▸ **RECORDS SUPPLIED**:
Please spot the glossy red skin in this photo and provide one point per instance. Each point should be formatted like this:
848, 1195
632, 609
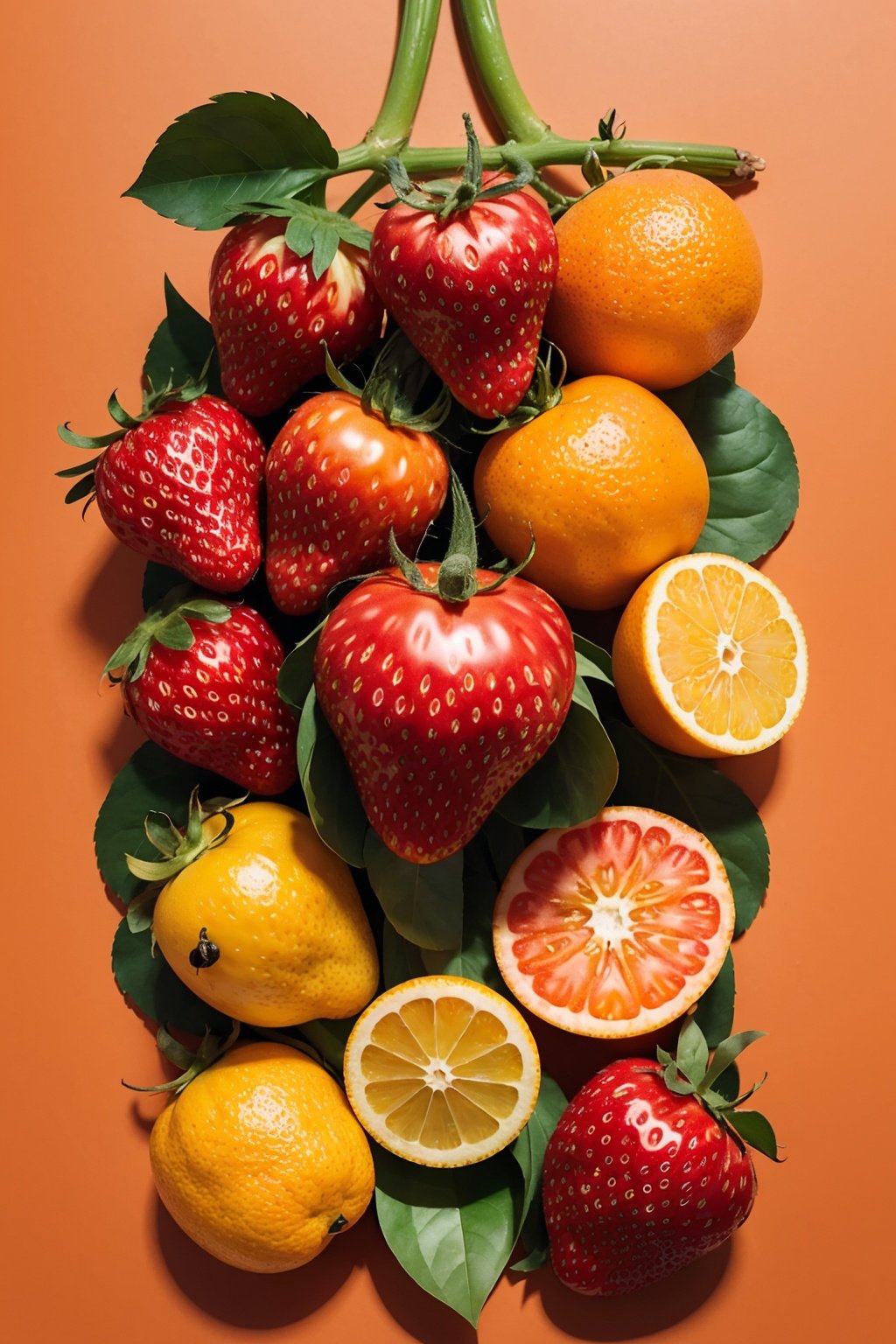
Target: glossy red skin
216, 706
639, 1181
270, 316
185, 489
338, 480
424, 694
471, 292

▸ **DESCRIPTION OF THE TASK**:
Give all of the data above as a JSON list of strings, one string per line, skipping blank lines and omitting the picture markers.

▸ **WRITTEN RESPONSE**:
[
  "Please spot the glossy red skin in this photo and provide one point per instance. Each point should be formatted like this:",
  "848, 1195",
  "632, 609",
  "Target: glossy red skin",
  "216, 706",
  "639, 1181",
  "270, 316",
  "185, 489",
  "338, 480",
  "424, 694",
  "471, 292"
]